Input material:
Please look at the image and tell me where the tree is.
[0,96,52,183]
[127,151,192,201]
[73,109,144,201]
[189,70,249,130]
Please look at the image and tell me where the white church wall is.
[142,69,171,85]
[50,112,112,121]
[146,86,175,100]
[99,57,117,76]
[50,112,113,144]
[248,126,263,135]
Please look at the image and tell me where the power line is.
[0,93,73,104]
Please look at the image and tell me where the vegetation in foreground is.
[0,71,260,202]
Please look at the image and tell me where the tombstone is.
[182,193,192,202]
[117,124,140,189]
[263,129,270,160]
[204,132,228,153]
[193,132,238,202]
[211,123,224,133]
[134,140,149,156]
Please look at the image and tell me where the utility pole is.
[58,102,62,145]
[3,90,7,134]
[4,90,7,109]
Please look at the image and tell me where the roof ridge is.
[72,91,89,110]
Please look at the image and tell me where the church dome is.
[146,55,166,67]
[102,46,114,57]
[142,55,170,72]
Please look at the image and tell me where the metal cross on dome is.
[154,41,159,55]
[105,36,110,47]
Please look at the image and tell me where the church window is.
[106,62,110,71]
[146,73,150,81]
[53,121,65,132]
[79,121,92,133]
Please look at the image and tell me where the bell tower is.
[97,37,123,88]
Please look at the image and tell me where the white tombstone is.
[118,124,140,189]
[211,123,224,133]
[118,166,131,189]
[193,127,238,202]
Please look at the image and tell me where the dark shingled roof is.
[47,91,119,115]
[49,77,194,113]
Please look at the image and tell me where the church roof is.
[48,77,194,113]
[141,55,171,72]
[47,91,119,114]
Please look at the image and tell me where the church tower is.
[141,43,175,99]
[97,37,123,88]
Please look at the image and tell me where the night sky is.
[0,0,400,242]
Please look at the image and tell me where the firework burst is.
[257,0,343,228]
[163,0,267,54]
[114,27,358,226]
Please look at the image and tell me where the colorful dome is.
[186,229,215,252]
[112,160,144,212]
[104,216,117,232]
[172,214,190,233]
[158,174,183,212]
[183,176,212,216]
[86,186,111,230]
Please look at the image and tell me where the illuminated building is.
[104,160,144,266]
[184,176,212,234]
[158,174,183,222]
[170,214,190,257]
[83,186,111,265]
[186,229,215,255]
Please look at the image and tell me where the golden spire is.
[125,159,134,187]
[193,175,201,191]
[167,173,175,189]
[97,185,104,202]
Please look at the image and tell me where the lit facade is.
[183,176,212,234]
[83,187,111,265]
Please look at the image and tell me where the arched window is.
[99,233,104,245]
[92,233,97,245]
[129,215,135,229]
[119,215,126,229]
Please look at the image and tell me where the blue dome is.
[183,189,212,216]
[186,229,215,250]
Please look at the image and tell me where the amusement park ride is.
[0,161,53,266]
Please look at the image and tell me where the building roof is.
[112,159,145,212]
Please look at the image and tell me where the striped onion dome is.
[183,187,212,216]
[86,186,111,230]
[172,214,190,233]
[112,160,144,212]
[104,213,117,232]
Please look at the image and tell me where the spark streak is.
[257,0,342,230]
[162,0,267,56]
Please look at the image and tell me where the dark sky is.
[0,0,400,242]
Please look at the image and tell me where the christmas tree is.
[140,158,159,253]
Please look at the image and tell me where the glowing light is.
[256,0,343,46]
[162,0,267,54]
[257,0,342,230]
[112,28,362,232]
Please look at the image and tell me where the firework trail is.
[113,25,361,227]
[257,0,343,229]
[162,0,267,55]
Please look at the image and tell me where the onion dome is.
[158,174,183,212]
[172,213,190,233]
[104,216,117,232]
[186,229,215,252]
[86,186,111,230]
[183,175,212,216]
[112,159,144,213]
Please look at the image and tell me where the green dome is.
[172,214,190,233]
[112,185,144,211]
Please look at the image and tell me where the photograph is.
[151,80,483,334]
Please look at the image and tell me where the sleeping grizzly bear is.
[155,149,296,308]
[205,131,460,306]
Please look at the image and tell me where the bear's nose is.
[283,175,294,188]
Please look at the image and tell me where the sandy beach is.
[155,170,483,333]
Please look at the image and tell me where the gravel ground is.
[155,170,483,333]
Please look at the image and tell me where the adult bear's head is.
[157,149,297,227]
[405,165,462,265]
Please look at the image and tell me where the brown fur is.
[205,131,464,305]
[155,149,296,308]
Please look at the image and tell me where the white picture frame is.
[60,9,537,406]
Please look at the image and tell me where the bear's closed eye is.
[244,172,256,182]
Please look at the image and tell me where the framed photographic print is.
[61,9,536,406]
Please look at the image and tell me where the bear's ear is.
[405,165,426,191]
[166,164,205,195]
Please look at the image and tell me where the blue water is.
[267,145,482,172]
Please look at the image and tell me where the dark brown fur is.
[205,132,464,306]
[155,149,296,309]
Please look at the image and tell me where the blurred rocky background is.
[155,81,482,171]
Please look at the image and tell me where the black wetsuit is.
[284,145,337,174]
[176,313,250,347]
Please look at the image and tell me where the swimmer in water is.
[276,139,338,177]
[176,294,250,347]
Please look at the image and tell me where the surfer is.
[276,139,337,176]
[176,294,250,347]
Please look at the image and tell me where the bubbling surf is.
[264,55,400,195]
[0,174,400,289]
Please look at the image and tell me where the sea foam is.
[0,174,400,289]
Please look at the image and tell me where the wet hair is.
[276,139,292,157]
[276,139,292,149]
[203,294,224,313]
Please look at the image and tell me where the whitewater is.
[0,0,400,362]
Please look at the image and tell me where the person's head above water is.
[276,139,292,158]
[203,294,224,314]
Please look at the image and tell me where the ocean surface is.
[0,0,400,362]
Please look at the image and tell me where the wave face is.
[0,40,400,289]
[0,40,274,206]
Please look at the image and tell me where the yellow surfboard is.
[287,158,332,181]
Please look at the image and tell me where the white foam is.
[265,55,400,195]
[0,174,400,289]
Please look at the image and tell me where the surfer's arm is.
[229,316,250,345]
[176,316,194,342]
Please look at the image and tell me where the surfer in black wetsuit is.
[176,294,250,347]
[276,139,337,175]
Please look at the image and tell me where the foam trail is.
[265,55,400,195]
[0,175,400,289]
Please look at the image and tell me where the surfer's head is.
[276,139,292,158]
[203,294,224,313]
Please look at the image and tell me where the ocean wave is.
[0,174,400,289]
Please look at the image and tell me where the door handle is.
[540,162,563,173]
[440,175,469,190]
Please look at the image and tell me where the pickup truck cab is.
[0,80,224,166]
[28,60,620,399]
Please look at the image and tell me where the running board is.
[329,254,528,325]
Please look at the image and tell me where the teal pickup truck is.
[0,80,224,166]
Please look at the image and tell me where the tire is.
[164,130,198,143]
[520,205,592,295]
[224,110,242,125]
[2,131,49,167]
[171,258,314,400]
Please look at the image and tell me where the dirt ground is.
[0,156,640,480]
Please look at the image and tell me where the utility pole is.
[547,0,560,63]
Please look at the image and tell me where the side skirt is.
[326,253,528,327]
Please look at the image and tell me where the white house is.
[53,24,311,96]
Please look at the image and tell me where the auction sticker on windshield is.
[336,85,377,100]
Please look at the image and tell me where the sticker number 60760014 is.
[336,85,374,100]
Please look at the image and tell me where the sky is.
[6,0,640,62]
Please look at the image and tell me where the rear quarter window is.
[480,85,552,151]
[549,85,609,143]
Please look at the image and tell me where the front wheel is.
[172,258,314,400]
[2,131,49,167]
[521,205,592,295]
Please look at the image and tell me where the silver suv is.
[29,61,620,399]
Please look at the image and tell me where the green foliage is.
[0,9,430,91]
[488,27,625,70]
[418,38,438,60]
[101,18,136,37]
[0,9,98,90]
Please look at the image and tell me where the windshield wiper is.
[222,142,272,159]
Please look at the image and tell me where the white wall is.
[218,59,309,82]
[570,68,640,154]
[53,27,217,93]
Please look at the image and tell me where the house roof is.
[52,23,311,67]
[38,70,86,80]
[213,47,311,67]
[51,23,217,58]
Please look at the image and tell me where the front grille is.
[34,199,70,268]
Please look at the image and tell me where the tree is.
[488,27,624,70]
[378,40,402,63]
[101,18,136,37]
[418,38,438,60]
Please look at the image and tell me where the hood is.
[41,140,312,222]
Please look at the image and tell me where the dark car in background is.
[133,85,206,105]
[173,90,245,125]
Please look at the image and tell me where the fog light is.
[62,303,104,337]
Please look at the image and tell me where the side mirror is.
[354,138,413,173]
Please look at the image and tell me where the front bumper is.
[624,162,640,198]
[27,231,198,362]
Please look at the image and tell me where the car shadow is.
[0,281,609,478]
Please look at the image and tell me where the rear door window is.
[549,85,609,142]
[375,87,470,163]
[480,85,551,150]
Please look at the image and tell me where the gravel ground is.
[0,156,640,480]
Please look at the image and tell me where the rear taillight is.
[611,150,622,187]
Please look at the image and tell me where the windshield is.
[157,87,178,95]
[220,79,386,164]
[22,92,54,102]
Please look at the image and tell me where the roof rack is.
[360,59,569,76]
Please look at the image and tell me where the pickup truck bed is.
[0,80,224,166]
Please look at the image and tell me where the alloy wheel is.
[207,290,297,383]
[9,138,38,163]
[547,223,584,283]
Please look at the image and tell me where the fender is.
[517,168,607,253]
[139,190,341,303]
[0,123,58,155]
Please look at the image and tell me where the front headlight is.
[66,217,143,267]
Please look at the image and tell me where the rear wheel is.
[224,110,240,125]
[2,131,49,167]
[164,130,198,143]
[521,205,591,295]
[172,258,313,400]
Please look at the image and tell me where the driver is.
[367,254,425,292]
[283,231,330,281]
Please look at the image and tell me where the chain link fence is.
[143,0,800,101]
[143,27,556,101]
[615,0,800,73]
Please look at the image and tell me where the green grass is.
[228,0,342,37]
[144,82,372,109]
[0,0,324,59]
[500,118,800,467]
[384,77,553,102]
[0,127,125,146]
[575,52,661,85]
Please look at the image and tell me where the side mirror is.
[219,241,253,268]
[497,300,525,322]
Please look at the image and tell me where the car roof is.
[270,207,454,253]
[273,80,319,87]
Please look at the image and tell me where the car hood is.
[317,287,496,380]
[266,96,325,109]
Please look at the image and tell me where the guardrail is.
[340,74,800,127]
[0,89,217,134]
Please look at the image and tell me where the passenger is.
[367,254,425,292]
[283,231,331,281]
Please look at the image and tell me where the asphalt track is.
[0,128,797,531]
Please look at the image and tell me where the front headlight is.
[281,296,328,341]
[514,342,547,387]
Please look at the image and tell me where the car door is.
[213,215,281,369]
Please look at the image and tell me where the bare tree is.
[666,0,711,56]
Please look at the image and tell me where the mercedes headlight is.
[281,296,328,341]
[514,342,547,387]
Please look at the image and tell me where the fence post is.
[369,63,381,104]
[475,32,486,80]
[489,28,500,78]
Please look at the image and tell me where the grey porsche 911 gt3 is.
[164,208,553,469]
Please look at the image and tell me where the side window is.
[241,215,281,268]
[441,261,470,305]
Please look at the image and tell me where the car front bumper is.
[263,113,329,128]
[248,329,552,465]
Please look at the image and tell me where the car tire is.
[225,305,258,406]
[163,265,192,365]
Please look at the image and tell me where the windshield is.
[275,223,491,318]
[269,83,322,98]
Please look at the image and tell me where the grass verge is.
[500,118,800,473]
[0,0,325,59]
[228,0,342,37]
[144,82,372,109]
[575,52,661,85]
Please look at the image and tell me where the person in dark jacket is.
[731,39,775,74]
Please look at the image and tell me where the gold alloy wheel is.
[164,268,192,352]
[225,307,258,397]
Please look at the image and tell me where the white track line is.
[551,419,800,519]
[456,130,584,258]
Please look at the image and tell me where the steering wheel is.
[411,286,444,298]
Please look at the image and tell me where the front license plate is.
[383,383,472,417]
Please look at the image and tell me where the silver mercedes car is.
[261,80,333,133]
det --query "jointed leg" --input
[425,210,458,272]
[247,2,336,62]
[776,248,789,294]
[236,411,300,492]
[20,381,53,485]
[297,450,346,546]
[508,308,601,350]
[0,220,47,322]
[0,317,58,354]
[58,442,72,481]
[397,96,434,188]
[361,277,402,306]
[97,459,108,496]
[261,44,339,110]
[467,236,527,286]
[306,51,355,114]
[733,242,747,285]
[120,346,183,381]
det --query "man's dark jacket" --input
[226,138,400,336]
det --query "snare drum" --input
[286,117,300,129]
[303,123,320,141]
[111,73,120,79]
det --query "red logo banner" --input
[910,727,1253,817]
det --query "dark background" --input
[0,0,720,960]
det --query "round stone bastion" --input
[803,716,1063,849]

Aim: Reproduce the entries from the line containing "Please look at the image and tell me where the christmas" through the line containing "[151,80,483,334]", substituting "bulb-shaped dome" for "onion dome" and leaving everything else as it is.

Result of the task:
Please look at the image and tell me where the christmas tree is.
[140,158,159,253]
Please look at the image and tell me where the glowing light is.
[256,0,343,46]
[162,0,267,54]
[257,0,342,230]
[112,28,362,232]
Please look at the image and tell me where the firework trail is.
[113,25,361,227]
[257,0,343,229]
[162,0,267,55]
Please look at the image and tell me where the bulb-shaped dome is.
[158,174,183,212]
[172,213,190,233]
[104,216,117,232]
[186,229,215,252]
[86,186,111,230]
[183,175,212,216]
[112,159,144,213]
Please look at the image and tell me where the green dome is.
[172,214,190,233]
[112,185,144,211]
Please look at the image and tell me where the photograph is.
[151,80,483,334]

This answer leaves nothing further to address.